■ **SELECTED TEXT**:
• • •

In April 1750 the French deputies – Jacques Teriot, of Grand Pré, Frangois Granger, of Riviere de Canard, Baptiste Galerne and Jean Andre, of Piziquid – petitioned, on behalf of the French inhabitants, for leave to evacuate the province, and to carry off their effects.

=== Acceptance of an Unconditional Oath (1759) ===
On November 16, 1759, Alexandre Brussard, Simon Martin, Jean Bass and Joseph Brussard, came with a flag of truce to Fort Cumberland, (Beausejour), as deputies for about 190 French Acadians residing at Petitcoudiac and Memramcook. The following day, three more Deputies – Pierre Suretz (Pierre II Surette), Jean Burk, and Michel Burk – arrived at the Fort Cumberland under a flag of truce, as deputies for 700 persons resident at Miramichi, Richibucto and Buctouche.

Many Acadians were allowed to return to the province after the Seven Years' War, on condition of signing the Unconditional Oath and having lost possession of their property and lands. Some prisoners did not sign the Oath, but rather opted to be deported to Louisiana where they became known as "Cajuns". Joseph Brussard and many others did not stay, and Alexandre Brussard was left as collateral for their return. Joseph Broussard did not surrender until 1762, after fierce resistance, with acts of piracy, cattle theft and involvement in multiple battles and engagements throughout the war; the Broussards did not sign Oaths and instead led the Acadian people to Louisiana in 1764–65.

It is noted that "further to remark to Your Excellency that none of the Acadians have ever made voluntary Submission, but on the contrary, their wants and Terrors only have reduced them to it". Many of these instances infuriated the Captains of Forts, as most were feigned surrenders to survive the winter and steal food, resources or ships.

Most Acadians who had escaped the deportation and subsequently fought in the resistance were captured after the Battle of Restigouche and lived as "banditti" and "ruffians turned pirates" on the fringes of remote parts of New Brunswick and Nova Scotia until captured by Captain Roderick McKenzie, some that remained or returned clandestinely did not sign Oaths until the 1800s, after the American Revolution, as a by-product of acquiring land legally.

== Deputies ==
In 1720, six French Representatives were chosen by the inhabitants as Deputies. Prudent Robicheaux (Robichaud), Alexander Robicheaux, Nicholas Gautier, Bernard Godets, Charles Landry, and Pier Godete were elected. Prudent Robicheaux and Nicholas Gautier were denied by Council. Deputies of the Annapolis River region were chosen by the Acadians and approved by the English, in May, 1720; "whose duties it should be to promulgate the orders and proclamations of the government, and to see that their [English] directions were carried into execution."

• • •

■ **MATERIAL PROVIDED**:

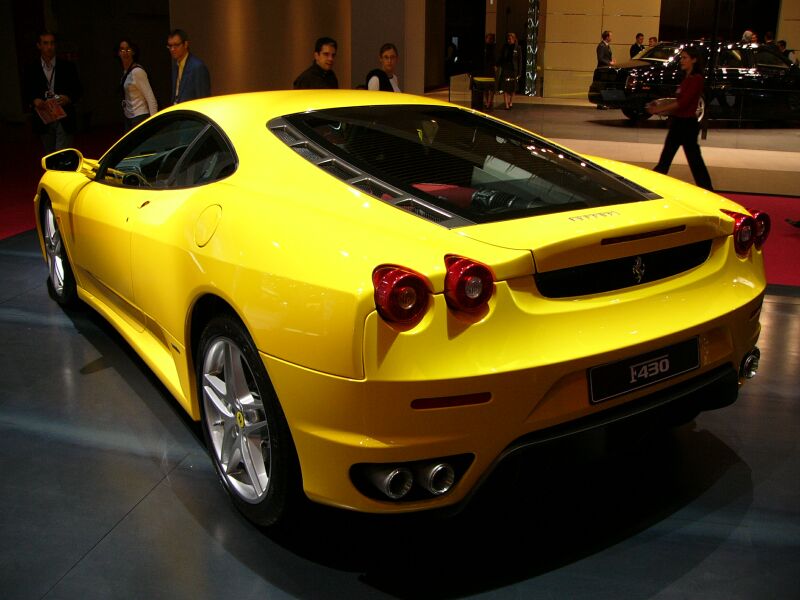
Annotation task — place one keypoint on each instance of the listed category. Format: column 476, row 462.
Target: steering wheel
column 130, row 178
column 168, row 163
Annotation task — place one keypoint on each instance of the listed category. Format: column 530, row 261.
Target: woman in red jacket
column 683, row 125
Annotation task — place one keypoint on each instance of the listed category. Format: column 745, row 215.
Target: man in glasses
column 51, row 87
column 190, row 78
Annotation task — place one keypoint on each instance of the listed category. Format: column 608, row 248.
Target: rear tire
column 636, row 114
column 244, row 427
column 60, row 278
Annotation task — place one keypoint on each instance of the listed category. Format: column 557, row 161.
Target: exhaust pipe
column 436, row 478
column 750, row 362
column 393, row 482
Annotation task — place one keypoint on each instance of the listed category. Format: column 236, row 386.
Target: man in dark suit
column 604, row 55
column 51, row 87
column 190, row 78
column 320, row 74
column 638, row 45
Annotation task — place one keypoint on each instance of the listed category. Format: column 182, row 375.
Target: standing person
column 190, row 78
column 638, row 45
column 138, row 100
column 320, row 74
column 489, row 70
column 787, row 53
column 605, row 56
column 683, row 126
column 510, row 68
column 385, row 79
column 52, row 87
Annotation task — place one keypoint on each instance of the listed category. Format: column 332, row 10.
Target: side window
column 210, row 160
column 730, row 58
column 148, row 157
column 765, row 58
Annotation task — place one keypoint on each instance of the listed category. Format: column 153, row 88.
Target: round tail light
column 763, row 227
column 401, row 295
column 468, row 284
column 744, row 232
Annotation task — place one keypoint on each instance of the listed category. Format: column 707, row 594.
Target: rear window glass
column 660, row 52
column 463, row 163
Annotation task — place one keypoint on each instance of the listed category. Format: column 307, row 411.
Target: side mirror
column 63, row 160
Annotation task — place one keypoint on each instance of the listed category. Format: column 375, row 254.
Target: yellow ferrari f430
column 371, row 299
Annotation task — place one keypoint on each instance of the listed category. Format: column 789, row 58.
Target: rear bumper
column 339, row 423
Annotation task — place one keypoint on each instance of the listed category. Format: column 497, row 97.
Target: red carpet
column 782, row 250
column 20, row 169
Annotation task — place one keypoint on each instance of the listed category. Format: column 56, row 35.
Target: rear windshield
column 661, row 52
column 463, row 163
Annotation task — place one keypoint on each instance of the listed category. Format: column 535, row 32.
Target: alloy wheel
column 236, row 420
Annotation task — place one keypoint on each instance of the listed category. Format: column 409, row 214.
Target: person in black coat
column 190, row 77
column 320, row 75
column 638, row 45
column 385, row 78
column 605, row 57
column 511, row 57
column 51, row 86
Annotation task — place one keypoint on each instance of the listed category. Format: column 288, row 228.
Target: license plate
column 615, row 379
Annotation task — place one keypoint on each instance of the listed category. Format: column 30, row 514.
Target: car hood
column 683, row 215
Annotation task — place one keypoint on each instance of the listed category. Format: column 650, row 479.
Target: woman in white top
column 385, row 79
column 138, row 101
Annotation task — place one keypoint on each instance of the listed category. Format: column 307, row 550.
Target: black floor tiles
column 107, row 492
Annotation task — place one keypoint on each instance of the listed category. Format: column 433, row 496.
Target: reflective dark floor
column 106, row 492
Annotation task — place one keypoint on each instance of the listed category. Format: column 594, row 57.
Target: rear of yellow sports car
column 429, row 290
column 592, row 315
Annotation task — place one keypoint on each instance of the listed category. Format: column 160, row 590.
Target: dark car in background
column 750, row 82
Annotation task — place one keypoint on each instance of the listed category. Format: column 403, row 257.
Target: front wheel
column 60, row 279
column 243, row 424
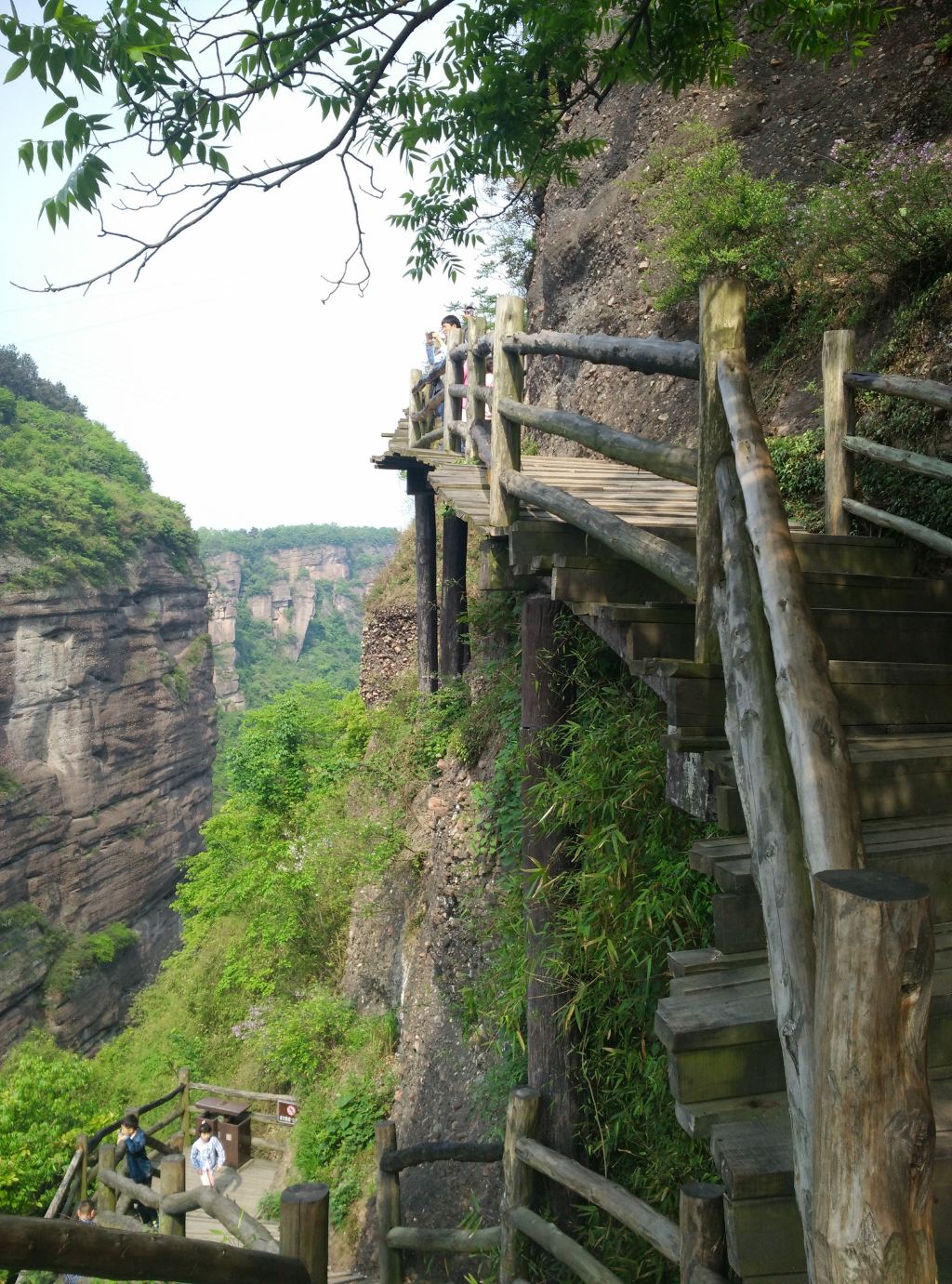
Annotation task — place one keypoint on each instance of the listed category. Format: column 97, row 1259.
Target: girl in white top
column 207, row 1155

• • •

In the text on the Acadian oaths above, replace "Captains of Forts" with "fort commanders" and give the text again from "It is noted" up to and including "acquiring land legally.".

■ **RESPONSE TO THIS TASK**:
It is noted that "further to remark to Your Excellency that none of the Acadians have ever made voluntary Submission, but on the contrary, their wants and Terrors only have reduced them to it". Many of these instances infuriated the fort commanders, as most were feigned surrenders to survive the winter and steal food, resources or ships.

Most Acadians who had escaped the deportation and subsequently fought in the resistance were captured after the Battle of Restigouche and lived as "banditti" and "ruffians turned pirates" on the fringes of remote parts of New Brunswick and Nova Scotia until captured by Captain Roderick McKenzie, some that remained or returned clandestinely did not sign Oaths until the 1800s, after the American Revolution, as a by-product of acquiring land legally.